■ WHAT THE TASK REQUIRES: Give back every record that follows, exactly as written.

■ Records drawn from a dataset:
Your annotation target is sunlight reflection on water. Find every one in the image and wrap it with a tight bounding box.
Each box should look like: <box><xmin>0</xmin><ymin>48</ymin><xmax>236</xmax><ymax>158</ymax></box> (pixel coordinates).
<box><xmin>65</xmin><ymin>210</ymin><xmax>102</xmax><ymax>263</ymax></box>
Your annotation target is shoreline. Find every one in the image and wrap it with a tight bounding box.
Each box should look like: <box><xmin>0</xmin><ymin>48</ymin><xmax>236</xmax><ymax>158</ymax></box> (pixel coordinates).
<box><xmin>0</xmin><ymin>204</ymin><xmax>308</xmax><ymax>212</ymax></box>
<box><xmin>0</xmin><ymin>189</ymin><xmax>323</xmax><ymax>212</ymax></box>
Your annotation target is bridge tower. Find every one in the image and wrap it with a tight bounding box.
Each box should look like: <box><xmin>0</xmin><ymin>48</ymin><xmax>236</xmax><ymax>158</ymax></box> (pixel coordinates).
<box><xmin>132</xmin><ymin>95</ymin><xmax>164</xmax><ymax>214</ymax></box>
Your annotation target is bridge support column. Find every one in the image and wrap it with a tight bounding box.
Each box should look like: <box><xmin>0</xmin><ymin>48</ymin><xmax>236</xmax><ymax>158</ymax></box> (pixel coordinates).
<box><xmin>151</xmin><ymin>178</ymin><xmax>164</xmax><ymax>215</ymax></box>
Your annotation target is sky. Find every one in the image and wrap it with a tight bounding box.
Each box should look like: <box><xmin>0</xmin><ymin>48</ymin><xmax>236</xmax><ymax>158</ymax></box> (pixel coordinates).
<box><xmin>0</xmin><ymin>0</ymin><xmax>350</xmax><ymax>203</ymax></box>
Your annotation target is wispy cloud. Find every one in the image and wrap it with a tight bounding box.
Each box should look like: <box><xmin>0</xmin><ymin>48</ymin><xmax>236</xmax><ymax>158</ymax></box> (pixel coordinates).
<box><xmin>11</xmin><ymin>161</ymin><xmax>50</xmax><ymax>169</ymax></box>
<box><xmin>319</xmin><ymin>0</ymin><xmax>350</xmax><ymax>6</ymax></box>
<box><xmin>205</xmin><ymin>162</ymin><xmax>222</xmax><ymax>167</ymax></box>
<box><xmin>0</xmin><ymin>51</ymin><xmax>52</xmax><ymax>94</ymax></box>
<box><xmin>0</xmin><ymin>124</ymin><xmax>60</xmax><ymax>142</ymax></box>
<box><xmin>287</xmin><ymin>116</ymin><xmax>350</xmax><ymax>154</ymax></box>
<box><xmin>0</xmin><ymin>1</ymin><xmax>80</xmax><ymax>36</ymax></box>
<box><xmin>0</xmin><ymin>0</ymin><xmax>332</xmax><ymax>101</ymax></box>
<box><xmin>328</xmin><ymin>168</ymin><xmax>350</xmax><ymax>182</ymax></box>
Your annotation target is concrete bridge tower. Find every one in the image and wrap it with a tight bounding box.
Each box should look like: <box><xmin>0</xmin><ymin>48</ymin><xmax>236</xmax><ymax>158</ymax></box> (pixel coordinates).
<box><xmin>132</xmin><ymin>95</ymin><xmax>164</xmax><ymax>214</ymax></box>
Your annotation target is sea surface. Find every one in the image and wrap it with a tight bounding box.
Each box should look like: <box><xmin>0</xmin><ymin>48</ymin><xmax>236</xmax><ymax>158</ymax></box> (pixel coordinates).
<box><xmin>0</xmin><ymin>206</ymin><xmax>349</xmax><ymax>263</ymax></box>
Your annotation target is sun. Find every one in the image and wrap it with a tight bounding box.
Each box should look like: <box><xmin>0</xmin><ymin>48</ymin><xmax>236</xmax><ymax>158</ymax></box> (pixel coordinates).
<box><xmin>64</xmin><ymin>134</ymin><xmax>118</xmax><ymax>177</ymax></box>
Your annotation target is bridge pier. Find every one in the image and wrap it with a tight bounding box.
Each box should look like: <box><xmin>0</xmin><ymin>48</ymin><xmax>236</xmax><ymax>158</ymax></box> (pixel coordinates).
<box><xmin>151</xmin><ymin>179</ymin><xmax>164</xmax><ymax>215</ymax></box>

■ REPLY TO THE EXERCISE:
Your annotation target is sunlight reflection on water. Find every one in the image and wrap it with a tight bounding box.
Each box should look like: <box><xmin>0</xmin><ymin>48</ymin><xmax>236</xmax><ymax>158</ymax></box> (pixel coordinates).
<box><xmin>65</xmin><ymin>210</ymin><xmax>102</xmax><ymax>263</ymax></box>
Your annotation target is shoreline. Find every one in the image and wrap it with a tight bounding box.
Each box should look like: <box><xmin>0</xmin><ymin>48</ymin><xmax>236</xmax><ymax>158</ymax></box> (pixel coordinates).
<box><xmin>0</xmin><ymin>204</ymin><xmax>308</xmax><ymax>212</ymax></box>
<box><xmin>0</xmin><ymin>189</ymin><xmax>323</xmax><ymax>212</ymax></box>
Your annotation target is bridge tower. Find every one in the image and wrap it with a tight bounding box.
Each box should look like: <box><xmin>0</xmin><ymin>48</ymin><xmax>236</xmax><ymax>158</ymax></box> (pixel coordinates).
<box><xmin>132</xmin><ymin>95</ymin><xmax>164</xmax><ymax>214</ymax></box>
Your annotation target is bridge support column. Find every one in the image and wrap it with a tight bounding box.
Each box should look like: <box><xmin>0</xmin><ymin>48</ymin><xmax>236</xmax><ymax>158</ymax></box> (pixel coordinates).
<box><xmin>151</xmin><ymin>178</ymin><xmax>164</xmax><ymax>215</ymax></box>
Your annotation target is sky. Find every one in the image and wrap it with a tight bounding box.
Each box should look like: <box><xmin>0</xmin><ymin>48</ymin><xmax>236</xmax><ymax>158</ymax></box> (pixel coordinates).
<box><xmin>0</xmin><ymin>0</ymin><xmax>350</xmax><ymax>203</ymax></box>
Your annotation target is wispy cloud. Find every one in the image and wrap it with a tight bounding box.
Each box should look like: <box><xmin>0</xmin><ymin>48</ymin><xmax>236</xmax><ymax>158</ymax></box> (pixel coordinates).
<box><xmin>11</xmin><ymin>161</ymin><xmax>50</xmax><ymax>169</ymax></box>
<box><xmin>319</xmin><ymin>0</ymin><xmax>350</xmax><ymax>6</ymax></box>
<box><xmin>205</xmin><ymin>162</ymin><xmax>222</xmax><ymax>167</ymax></box>
<box><xmin>0</xmin><ymin>51</ymin><xmax>52</xmax><ymax>94</ymax></box>
<box><xmin>0</xmin><ymin>124</ymin><xmax>60</xmax><ymax>142</ymax></box>
<box><xmin>287</xmin><ymin>116</ymin><xmax>350</xmax><ymax>154</ymax></box>
<box><xmin>0</xmin><ymin>1</ymin><xmax>80</xmax><ymax>36</ymax></box>
<box><xmin>0</xmin><ymin>0</ymin><xmax>332</xmax><ymax>101</ymax></box>
<box><xmin>328</xmin><ymin>168</ymin><xmax>350</xmax><ymax>182</ymax></box>
Your annotation target is concrete bridge tower. Find every one in the image and wrap it with a tight bounding box.
Each box should look like: <box><xmin>0</xmin><ymin>48</ymin><xmax>236</xmax><ymax>158</ymax></box> (pixel coordinates).
<box><xmin>132</xmin><ymin>95</ymin><xmax>164</xmax><ymax>214</ymax></box>
Your annotation target is sea surface. Find every one in the image and wrap it with a tight bounding box.
Each box should look like: <box><xmin>0</xmin><ymin>48</ymin><xmax>236</xmax><ymax>158</ymax></box> (pixel coordinates).
<box><xmin>0</xmin><ymin>206</ymin><xmax>349</xmax><ymax>263</ymax></box>
Your annotation target is sun. Find every one in the image and wrap it with a tight bounding box.
Each box should look like: <box><xmin>0</xmin><ymin>48</ymin><xmax>236</xmax><ymax>158</ymax></box> (pixel coordinates).
<box><xmin>64</xmin><ymin>134</ymin><xmax>118</xmax><ymax>177</ymax></box>
Your annotation target is bridge pier. Find every one in the image and wrap it with a tight bounding box.
Each box should look like: <box><xmin>0</xmin><ymin>48</ymin><xmax>236</xmax><ymax>158</ymax></box> (pixel coordinates).
<box><xmin>151</xmin><ymin>179</ymin><xmax>164</xmax><ymax>215</ymax></box>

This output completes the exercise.